[[ Text open ]]
For many years, the roughly 25,000 independent pharmacies in the US have maximized their buying power by joining cooperative buying associations, which function roughly the way group purchasing organizations (GPOs) do for health systems. Now, two of the larger ones—Independent Pharmacy Cooperative (Sun Prairie, WI) and Pace Alliance (Lawrence, KS) are joining forces, although both will retain their own corporate identities. Together, they bring the buying power of approximately 6,000 independent pharmacies.
“IPC is continually looking for ways to bring added value to independent pharmacy,” stated Don Anderson, IPC president. “Pace and IPC are respected leaders in the industry and we are proud to move forward together.”
Independent pharmacies have a bewildering array of options for group purchasing. There are 20-odd purchasing organizations counted by the Federation of Pharmacy Networks (FPN, which itself aggregates the buying power of the purchasing groups). The leading drug wholesalers have their own franchise or franchise-like groupings (allowing the pharmacists to retain ownership of their stores while participating in a national brand). Some wholesalers also offer pharmacy service administrative organizations (PSAOs) that enable the members to work as one entity toward pharmacy benefit managers (PBMs) and managed care organizations. Moreover, while both Pace and IPC have distribution centers (DCs) to handle deliveries to member pharmacies, both are backed by McKesson’s DC network.
[[ Text closed ]]
[[ Listed records open ]]
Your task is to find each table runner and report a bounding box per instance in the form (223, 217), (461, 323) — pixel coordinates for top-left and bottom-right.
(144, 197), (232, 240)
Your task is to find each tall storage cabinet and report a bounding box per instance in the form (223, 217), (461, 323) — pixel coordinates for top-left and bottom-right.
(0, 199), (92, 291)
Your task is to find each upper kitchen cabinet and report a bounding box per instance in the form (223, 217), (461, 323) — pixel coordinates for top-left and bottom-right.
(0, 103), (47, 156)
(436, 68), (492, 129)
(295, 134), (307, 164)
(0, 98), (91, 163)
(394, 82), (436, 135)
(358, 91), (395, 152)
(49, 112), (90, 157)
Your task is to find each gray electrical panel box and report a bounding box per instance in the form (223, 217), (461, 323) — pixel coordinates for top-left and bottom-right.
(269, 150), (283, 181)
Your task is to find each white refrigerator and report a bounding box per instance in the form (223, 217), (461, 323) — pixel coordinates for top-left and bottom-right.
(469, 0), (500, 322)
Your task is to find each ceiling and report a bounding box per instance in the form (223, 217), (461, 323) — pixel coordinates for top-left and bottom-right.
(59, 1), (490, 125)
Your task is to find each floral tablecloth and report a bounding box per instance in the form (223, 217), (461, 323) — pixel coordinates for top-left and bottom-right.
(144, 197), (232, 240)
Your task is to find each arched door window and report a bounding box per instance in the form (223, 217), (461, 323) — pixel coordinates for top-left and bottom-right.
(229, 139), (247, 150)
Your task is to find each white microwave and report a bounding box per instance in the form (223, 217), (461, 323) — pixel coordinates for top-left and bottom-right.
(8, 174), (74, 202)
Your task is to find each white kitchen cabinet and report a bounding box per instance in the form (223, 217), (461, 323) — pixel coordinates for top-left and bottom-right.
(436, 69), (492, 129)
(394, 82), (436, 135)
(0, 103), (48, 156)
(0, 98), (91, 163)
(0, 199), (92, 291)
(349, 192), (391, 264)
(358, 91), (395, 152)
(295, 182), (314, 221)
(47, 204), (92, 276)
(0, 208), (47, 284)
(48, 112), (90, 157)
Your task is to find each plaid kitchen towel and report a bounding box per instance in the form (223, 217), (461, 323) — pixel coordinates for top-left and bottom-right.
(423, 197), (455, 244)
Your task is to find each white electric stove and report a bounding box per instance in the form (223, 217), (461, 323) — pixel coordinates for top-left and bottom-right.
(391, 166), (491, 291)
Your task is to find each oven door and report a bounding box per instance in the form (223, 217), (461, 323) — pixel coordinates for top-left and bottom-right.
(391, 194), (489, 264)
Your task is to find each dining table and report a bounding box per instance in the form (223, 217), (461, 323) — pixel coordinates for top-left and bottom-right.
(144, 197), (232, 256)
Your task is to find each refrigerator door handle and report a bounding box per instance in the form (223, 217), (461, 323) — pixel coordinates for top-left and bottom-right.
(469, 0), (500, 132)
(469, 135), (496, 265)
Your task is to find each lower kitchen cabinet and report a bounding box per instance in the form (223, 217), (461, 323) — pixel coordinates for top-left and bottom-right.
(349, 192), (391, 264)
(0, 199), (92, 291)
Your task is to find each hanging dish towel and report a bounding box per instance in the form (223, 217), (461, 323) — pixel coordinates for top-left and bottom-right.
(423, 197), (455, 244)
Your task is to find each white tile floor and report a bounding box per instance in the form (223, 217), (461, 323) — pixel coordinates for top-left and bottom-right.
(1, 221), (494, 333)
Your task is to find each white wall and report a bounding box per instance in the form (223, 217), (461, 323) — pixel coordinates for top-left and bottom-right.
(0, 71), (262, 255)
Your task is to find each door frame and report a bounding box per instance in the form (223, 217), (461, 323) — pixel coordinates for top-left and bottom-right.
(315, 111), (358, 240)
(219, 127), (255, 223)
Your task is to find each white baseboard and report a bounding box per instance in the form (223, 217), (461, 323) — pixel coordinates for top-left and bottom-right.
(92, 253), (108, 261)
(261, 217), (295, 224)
[[ Listed records closed ]]
_Activities:_
A: In the text on pharmacy buying cooperatives, whose distribution center network backs both Pace and IPC?
B: Write out the part of the text on pharmacy buying cooperatives from "Independent pharmacies have" up to and including "McKesson’s DC network.".
C: Summarize the text on pharmacy buying cooperatives in two sentences.

_Answers to each task:_
A: McKesson's distribution center network backs both Pace and IPC.

B:
Independent pharmacies have a bewildering array of options for group purchasing. There are 20-odd purchasing organizations counted by the Federation of Pharmacy Networks (FPN, which itself aggregates the buying power of the purchasing groups). The leading drug wholesalers have their own franchise or franchise-like groupings (allowing the pharmacists to retain ownership of their stores while participating in a national brand). Some wholesalers also offer pharmacy service administrative organizations (PSAOs) that enable the members to work as one entity toward pharmacy benefit managers (PBMs) and managed care organizations. Moreover, while both Pace and IPC have distribution centers (DCs) to handle deliveries to member pharmacies, both are backed by McKesson’s DC network.

C: Independent Pharmacy Cooperative and Pace Alliance, two of the larger cooperative buying associations for US independent pharmacies, are joining forces while keeping their own corporate identities, and together they bring the buying power of about 6,000 pharmacies. Independent pharmacies have many group purchasing options, including some 20 purchasing organizations, wholesaler franchise groupings, and pharmacy service administrative organizations.